* _Exercise prompt_
Without including any images, repeat the data exactly.

* _Records to use_
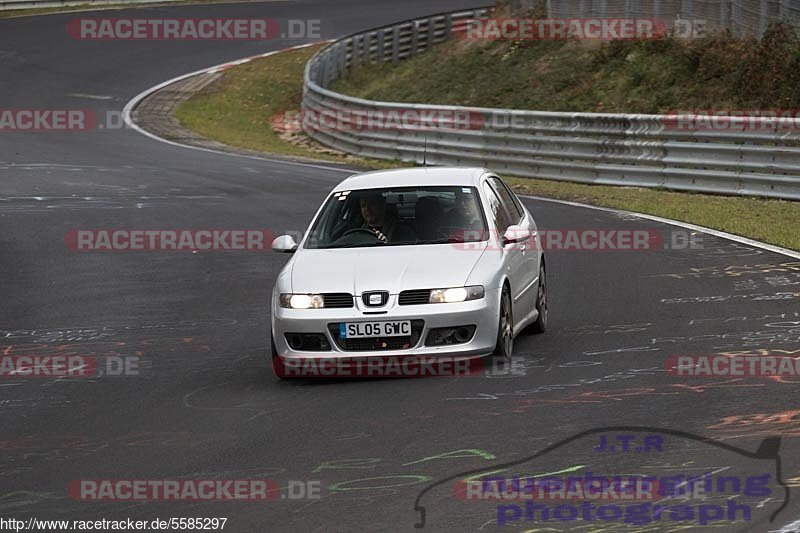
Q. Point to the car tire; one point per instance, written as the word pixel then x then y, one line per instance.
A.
pixel 540 326
pixel 505 327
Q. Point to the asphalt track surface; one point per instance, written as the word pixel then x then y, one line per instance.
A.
pixel 206 406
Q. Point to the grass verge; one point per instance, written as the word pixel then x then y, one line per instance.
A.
pixel 236 110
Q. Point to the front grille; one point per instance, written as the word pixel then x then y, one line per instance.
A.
pixel 337 299
pixel 383 294
pixel 414 297
pixel 379 343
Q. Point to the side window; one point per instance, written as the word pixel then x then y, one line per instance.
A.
pixel 507 199
pixel 499 214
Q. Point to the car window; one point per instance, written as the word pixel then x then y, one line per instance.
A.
pixel 507 198
pixel 399 216
pixel 499 213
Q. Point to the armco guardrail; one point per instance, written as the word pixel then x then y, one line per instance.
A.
pixel 11 5
pixel 614 149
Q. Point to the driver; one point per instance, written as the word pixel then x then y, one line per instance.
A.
pixel 376 219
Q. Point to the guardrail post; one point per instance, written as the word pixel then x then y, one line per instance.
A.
pixel 414 37
pixel 379 45
pixel 395 44
pixel 686 9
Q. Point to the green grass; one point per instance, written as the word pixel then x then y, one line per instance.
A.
pixel 773 221
pixel 236 110
pixel 656 76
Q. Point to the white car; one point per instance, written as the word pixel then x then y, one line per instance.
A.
pixel 422 261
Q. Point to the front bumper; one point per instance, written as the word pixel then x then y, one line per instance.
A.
pixel 481 313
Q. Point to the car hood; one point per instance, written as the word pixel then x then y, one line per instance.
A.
pixel 393 269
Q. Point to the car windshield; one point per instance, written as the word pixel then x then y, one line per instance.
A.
pixel 399 216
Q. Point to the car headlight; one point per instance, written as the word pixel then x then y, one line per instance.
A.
pixel 302 301
pixel 456 294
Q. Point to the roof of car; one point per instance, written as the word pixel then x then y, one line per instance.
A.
pixel 413 176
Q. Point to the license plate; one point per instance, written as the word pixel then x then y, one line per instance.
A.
pixel 366 330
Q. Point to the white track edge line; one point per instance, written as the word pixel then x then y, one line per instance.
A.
pixel 686 225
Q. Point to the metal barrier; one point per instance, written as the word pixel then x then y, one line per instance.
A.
pixel 10 5
pixel 600 148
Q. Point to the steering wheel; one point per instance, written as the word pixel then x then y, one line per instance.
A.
pixel 355 236
pixel 351 231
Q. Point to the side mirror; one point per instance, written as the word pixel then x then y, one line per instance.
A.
pixel 284 244
pixel 515 234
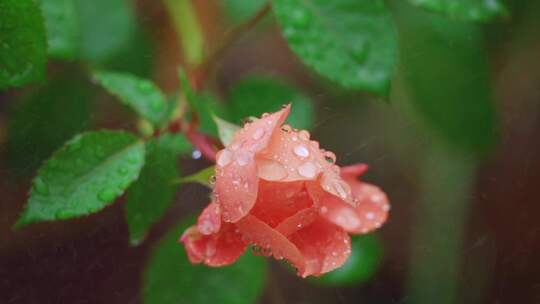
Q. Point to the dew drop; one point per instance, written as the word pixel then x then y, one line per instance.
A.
pixel 242 158
pixel 301 151
pixel 107 195
pixel 286 128
pixel 196 154
pixel 340 188
pixel 258 134
pixel 307 170
pixel 224 158
pixel 145 86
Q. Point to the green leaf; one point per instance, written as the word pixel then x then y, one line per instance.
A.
pixel 62 24
pixel 171 278
pixel 106 26
pixel 204 105
pixel 447 89
pixel 150 196
pixel 23 45
pixel 365 259
pixel 202 177
pixel 67 104
pixel 469 10
pixel 141 95
pixel 351 42
pixel 226 130
pixel 256 95
pixel 84 176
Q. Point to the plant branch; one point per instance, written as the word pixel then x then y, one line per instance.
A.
pixel 205 69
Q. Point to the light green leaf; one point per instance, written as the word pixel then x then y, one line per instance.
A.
pixel 62 24
pixel 203 104
pixel 141 95
pixel 67 104
pixel 23 45
pixel 257 94
pixel 84 176
pixel 238 11
pixel 226 130
pixel 150 196
pixel 447 89
pixel 351 42
pixel 106 26
pixel 170 277
pixel 202 177
pixel 469 10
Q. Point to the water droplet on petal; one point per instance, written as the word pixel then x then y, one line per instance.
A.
pixel 205 227
pixel 40 186
pixel 301 151
pixel 304 135
pixel 107 195
pixel 224 158
pixel 341 188
pixel 258 134
pixel 122 170
pixel 307 170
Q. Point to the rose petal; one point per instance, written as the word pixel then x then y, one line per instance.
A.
pixel 209 221
pixel 277 201
pixel 236 174
pixel 222 248
pixel 289 156
pixel 364 217
pixel 323 246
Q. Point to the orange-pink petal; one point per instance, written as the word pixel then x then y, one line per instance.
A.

* _Task response_
Q. Point to the car tire; one point per instance, written as the word pixel then x then y, one line per instance.
A.
pixel 540 326
pixel 505 327
Q. Point to the asphalt track surface; one point per instance, written as the word pixel then x then y, one line per instance.
A.
pixel 206 406
Q. Point to the grass verge; one point per instance, written as the word pixel then x then y, one line per instance.
A.
pixel 236 110
Q. Point to the front grille; one point per instance, written as the word pixel then x then y, one line per instance.
A.
pixel 337 299
pixel 383 294
pixel 414 297
pixel 379 343
Q. Point to the side window; one point per instance, written as the word pixel then x then y, one line per instance.
A.
pixel 507 199
pixel 499 214
Q. Point to the car window; one point per instance, written as the word pixel then x then y, one line per instance.
A.
pixel 507 198
pixel 399 216
pixel 499 213
Q. Point to the armco guardrail; one point per instance, written as the word pixel then x then y, one line per instance.
A.
pixel 11 5
pixel 614 149
Q. Point to the driver; one point per instance, written as the word pixel then x then y, one line per instance.
A.
pixel 376 219
Q. Point to the guardrail post; one point per instance, written as the word pixel then x then y, one line per instance.
A.
pixel 414 37
pixel 379 45
pixel 395 44
pixel 686 9
Q. Point to the green grass; one point per instance, written as the word pixel then x then y, one line per instance.
A.
pixel 773 221
pixel 236 110
pixel 656 76
Q. Point to the white car; one point per instance, written as the word pixel then x then y, one line per instance.
A.
pixel 422 261
Q. Point to the front bumper; one point per instance, written as the word pixel then x then y, one line per instance.
A.
pixel 481 313
Q. Point to the car hood; one point per instance, written as the word pixel then x then y, one line per instance.
A.
pixel 393 269
Q. Point to the car windshield; one point per instance, written as the word pixel then x then y, one line per instance.
A.
pixel 399 216
Q. Point to the car headlight; one point per instance, written as the word pixel then x then y, one line per instance.
A.
pixel 302 301
pixel 456 294
Q. Point to the roof of car; one point per instance, written as the word pixel then x then y, one line per instance.
A.
pixel 413 176
Q. Point to the license plate; one point per instance, written as the word pixel then x then y, one line per instance.
A.
pixel 366 330
Q. Point to the white track edge line; one point per instance, written as the word pixel then x then y, one line per instance.
A.
pixel 686 225
Q. Point to the metal barrier; one point per instance, written as the word pixel then x then y, one line per instance.
A.
pixel 10 5
pixel 600 148
Q. Point to the steering wheel; one point per instance, written as the word pixel then x then y, one line per instance.
A.
pixel 355 236
pixel 351 231
Q. Point to the side mirror; one point per instance, written as the word pixel then x then y, one line per instance.
A.
pixel 284 244
pixel 515 234
Q. Point to the dew drop; one point per instance, written as the word pixel then x then y, one line per instance.
A.
pixel 242 158
pixel 301 151
pixel 107 195
pixel 286 128
pixel 196 154
pixel 340 188
pixel 258 134
pixel 307 170
pixel 224 158
pixel 145 86
Q. Point to the green leaf; one point per instance, written as the word pixel then x then y, one line per instance.
A.
pixel 62 24
pixel 171 278
pixel 106 26
pixel 204 105
pixel 447 89
pixel 150 196
pixel 23 45
pixel 365 259
pixel 202 177
pixel 67 104
pixel 469 10
pixel 141 95
pixel 351 42
pixel 226 130
pixel 256 95
pixel 84 176
Q. Point to the plant branch; one point per instance, written as the word pixel then x then y, one line per instance.
A.
pixel 205 69
Q. Point to the light green leaf; one point per instance, written as the word pixel then x then y, one line per instance.
A.
pixel 62 24
pixel 203 104
pixel 141 95
pixel 67 104
pixel 23 45
pixel 257 94
pixel 84 176
pixel 238 11
pixel 226 130
pixel 150 196
pixel 447 89
pixel 351 42
pixel 106 26
pixel 170 277
pixel 202 177
pixel 469 10
Q. Point to the water droplet on petal; one point per instance, written as the word pixel then x then y, one line per instance.
A.
pixel 205 227
pixel 40 186
pixel 301 151
pixel 304 135
pixel 107 195
pixel 224 158
pixel 341 188
pixel 258 134
pixel 122 170
pixel 307 170
Q. Point to the rose petal; one point per instance, written as the word pixel then x then y, one line per instance.
A.
pixel 209 221
pixel 277 201
pixel 236 174
pixel 222 248
pixel 289 156
pixel 364 217
pixel 323 246
Q. Point to the orange-pink petal; one point per instance, written as the word pixel then x then y, one line per instance.
A.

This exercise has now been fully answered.